- _REQUIRED TASK_
Quote the Dinorben battle report word for word, starting with "It’s possible that" and going on through "approached by land.".

- _PASSAGE SHOWN_
================

The Battle of Dinorben (Norse Irish v North Welsh)

5 January, 2010

It’s possible that the reason Gruffudd ap Cynan did not show up to support William in Mercia was reports of an Irish invasion fleet heading for Powys (that and the unseemly shortness of the battle!). Powys in this campaign includes what is actually Gwynedd (Gwynedd is Conwy = Gwynedd below the Conwy), otherwise it would have no sea access. As it is, it’s curious that Angelsey, often attacked from places such as Man, being part of the capital, can only be approached by land.

The reports were well founded. Turlough Mór O’Connor looked to restore Irish influence in Wales after a hiatus of some 500 years! With a bad-going army his options for where he could attack were a little limited, but the Welsh seemed a reasonably attractive proposition, and if successful, he’d secure one flank of his kingdom. There were no allies to be had on either side; on further consideration the English could have sent help to the Welsh, and probably should have, but Henry was still trying to establish his control over his kingdom. Otherwise, the Islemen had plans to attack the Scots, so were not free to weigh into the conflict (assuming Magnus let them pass through Man).

Turlough’s army consisted of 6x3Ax (1=cmd), 2x4Bd and 4x2Ps. He was met by 1x3Cv (cmd), 2x4Bd, 6x3Sp(L), 1x3Bw and 2x2Ps. This was the first outing of the new Light Spear.

================

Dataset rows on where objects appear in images

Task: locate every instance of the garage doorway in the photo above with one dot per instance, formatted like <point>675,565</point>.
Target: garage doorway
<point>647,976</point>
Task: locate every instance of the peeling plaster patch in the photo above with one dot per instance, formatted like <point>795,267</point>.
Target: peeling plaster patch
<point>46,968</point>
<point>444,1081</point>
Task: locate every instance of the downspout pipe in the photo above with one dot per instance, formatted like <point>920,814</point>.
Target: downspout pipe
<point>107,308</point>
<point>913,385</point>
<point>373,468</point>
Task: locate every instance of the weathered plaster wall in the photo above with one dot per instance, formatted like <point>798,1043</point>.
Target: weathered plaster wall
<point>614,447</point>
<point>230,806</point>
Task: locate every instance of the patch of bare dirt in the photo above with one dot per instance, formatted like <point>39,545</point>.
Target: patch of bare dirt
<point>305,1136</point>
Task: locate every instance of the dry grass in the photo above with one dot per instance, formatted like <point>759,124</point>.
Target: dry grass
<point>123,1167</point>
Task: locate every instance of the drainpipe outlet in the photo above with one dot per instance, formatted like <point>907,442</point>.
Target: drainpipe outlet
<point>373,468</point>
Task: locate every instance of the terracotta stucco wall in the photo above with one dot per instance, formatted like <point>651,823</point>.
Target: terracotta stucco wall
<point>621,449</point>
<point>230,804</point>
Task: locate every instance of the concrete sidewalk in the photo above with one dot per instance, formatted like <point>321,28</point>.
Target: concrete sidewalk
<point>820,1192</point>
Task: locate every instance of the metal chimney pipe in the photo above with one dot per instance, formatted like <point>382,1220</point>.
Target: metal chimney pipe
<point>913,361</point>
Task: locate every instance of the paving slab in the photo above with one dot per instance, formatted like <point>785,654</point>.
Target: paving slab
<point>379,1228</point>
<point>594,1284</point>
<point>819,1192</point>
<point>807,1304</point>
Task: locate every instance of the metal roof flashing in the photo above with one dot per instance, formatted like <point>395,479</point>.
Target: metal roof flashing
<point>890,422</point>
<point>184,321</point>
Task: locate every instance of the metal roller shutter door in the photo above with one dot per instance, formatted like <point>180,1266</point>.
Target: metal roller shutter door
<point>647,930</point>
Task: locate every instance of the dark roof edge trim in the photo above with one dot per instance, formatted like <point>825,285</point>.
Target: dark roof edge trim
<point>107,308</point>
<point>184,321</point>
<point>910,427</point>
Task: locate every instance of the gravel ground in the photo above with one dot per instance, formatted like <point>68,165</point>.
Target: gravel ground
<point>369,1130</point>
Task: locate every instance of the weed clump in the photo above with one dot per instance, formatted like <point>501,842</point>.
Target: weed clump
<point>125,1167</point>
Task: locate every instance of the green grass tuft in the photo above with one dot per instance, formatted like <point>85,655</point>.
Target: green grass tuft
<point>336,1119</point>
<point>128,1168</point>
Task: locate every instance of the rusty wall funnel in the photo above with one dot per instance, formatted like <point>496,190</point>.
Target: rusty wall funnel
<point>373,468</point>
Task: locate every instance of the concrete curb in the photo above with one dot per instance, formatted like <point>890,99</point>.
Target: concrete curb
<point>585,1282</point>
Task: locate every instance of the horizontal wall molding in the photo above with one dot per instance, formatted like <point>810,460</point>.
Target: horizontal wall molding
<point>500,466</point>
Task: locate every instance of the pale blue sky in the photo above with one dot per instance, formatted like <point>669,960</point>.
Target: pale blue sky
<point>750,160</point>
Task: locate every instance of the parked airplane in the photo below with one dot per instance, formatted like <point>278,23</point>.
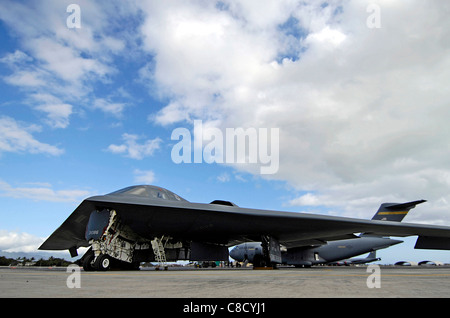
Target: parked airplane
<point>335,251</point>
<point>148,223</point>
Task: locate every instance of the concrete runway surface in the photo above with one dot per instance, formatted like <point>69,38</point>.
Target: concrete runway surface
<point>316,282</point>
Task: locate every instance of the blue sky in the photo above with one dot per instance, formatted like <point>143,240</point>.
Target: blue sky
<point>361,111</point>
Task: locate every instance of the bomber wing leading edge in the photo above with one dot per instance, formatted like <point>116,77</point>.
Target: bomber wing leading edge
<point>140,222</point>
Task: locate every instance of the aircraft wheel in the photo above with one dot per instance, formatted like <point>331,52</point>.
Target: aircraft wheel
<point>102,263</point>
<point>88,263</point>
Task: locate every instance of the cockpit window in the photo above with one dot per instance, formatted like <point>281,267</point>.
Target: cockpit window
<point>148,191</point>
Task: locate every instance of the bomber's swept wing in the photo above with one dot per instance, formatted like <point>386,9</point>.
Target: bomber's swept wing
<point>151,212</point>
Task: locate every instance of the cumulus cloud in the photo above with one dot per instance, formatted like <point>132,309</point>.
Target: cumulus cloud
<point>144,176</point>
<point>41,192</point>
<point>58,61</point>
<point>132,149</point>
<point>361,111</point>
<point>11,241</point>
<point>17,137</point>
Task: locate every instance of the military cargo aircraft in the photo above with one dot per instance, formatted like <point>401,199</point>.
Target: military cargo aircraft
<point>149,223</point>
<point>335,252</point>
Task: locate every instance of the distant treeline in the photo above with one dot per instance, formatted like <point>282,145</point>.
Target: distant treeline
<point>52,261</point>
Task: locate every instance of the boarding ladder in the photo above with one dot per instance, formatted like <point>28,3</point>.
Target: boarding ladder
<point>158,250</point>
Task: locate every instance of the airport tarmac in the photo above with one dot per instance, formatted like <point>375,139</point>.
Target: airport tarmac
<point>316,282</point>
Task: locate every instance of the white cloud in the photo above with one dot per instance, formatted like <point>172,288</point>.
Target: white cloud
<point>16,137</point>
<point>144,176</point>
<point>106,106</point>
<point>19,242</point>
<point>58,113</point>
<point>41,192</point>
<point>132,149</point>
<point>352,103</point>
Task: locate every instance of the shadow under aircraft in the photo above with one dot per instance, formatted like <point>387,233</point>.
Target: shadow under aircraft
<point>149,223</point>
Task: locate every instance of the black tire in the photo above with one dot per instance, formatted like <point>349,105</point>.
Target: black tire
<point>102,263</point>
<point>88,263</point>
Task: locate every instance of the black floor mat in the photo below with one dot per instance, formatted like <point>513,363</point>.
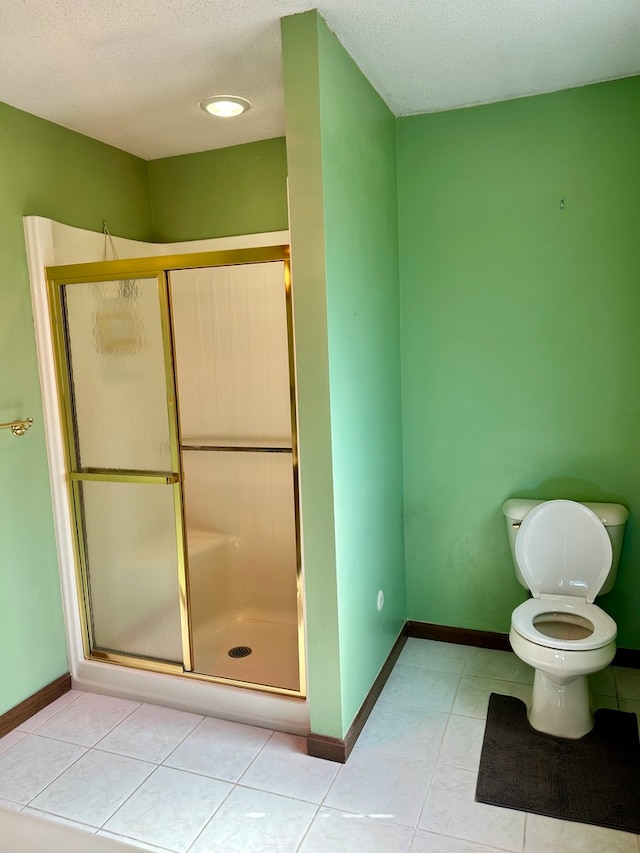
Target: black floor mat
<point>594,779</point>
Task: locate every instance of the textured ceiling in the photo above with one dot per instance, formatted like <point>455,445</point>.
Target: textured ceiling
<point>131,72</point>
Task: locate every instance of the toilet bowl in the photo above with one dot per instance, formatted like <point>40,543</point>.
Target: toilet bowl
<point>564,554</point>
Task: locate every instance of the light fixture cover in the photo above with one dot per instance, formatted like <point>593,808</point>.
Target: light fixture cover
<point>225,106</point>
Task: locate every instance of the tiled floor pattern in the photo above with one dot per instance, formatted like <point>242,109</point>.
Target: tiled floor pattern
<point>167,780</point>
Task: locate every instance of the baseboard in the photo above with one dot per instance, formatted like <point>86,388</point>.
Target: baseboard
<point>14,717</point>
<point>495,640</point>
<point>337,749</point>
<point>461,636</point>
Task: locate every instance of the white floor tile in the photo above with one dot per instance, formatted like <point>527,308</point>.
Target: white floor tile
<point>7,804</point>
<point>450,809</point>
<point>385,787</point>
<point>408,786</point>
<point>546,834</point>
<point>219,748</point>
<point>11,738</point>
<point>283,767</point>
<point>472,698</point>
<point>416,687</point>
<point>340,832</point>
<point>462,743</point>
<point>603,682</point>
<point>490,663</point>
<point>139,845</point>
<point>169,809</point>
<point>96,785</point>
<point>256,822</point>
<point>429,654</point>
<point>428,842</point>
<point>88,719</point>
<point>57,705</point>
<point>150,733</point>
<point>598,700</point>
<point>627,682</point>
<point>33,763</point>
<point>408,732</point>
<point>63,820</point>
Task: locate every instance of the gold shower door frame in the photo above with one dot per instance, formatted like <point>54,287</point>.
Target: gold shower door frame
<point>158,268</point>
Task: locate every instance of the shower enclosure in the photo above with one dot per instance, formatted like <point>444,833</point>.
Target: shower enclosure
<point>177,381</point>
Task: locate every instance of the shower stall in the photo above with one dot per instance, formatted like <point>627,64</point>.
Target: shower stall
<point>176,385</point>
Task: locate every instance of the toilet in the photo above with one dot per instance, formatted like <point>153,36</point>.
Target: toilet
<point>565,553</point>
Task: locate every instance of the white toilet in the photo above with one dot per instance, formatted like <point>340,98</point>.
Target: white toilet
<point>565,553</point>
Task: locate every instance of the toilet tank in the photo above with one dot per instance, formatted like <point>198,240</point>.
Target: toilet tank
<point>613,516</point>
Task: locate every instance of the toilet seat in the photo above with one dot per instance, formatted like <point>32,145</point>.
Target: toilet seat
<point>562,548</point>
<point>604,627</point>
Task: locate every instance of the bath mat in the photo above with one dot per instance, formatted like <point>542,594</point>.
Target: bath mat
<point>594,779</point>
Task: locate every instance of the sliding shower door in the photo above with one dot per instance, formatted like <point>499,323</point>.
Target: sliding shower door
<point>116,378</point>
<point>232,335</point>
<point>184,514</point>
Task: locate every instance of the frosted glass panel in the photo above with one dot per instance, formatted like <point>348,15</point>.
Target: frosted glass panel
<point>118,375</point>
<point>242,565</point>
<point>243,503</point>
<point>133,568</point>
<point>232,362</point>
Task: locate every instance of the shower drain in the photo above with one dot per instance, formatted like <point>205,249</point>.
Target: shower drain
<point>239,652</point>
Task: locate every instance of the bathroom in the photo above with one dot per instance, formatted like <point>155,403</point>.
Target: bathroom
<point>497,358</point>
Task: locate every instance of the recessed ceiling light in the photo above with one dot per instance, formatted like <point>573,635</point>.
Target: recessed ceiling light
<point>225,106</point>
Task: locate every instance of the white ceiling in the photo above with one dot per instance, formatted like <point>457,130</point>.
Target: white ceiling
<point>131,72</point>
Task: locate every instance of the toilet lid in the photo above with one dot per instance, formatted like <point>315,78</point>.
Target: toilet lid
<point>563,548</point>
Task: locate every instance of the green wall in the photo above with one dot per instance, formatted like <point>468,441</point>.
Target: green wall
<point>520,339</point>
<point>47,171</point>
<point>238,190</point>
<point>342,183</point>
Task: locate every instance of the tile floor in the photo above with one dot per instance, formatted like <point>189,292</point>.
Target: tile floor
<point>167,780</point>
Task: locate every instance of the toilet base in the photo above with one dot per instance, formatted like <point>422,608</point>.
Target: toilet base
<point>560,709</point>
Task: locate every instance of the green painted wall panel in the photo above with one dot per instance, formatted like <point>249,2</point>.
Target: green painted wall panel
<point>304,153</point>
<point>361,251</point>
<point>48,171</point>
<point>342,183</point>
<point>237,190</point>
<point>520,336</point>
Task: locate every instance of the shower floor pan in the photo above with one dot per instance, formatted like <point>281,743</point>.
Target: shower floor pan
<point>273,661</point>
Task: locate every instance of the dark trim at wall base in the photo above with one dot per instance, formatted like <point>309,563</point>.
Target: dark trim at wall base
<point>627,657</point>
<point>336,749</point>
<point>462,636</point>
<point>14,717</point>
<point>494,640</point>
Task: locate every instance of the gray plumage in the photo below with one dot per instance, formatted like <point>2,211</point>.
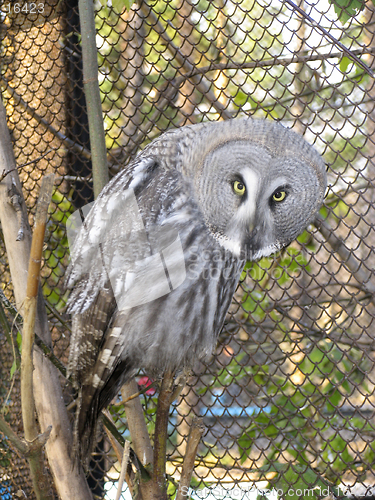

================

- _EXPECTED ANSWER_
It’s possible that the reason Gruffudd ap Cynan did not show up to support William in Mercia was reports of an Irish invasion fleet heading for Powys (that and the unseemly shortness of the battle!). Powys in this campaign includes what is actually Gwynedd (Gwynedd is Conwy = Gwynedd below the Conwy), otherwise it would have no sea access. As it is, it’s curious that Angelsey, often attacked from places such as Man, being part of the capital, can only be approached by land.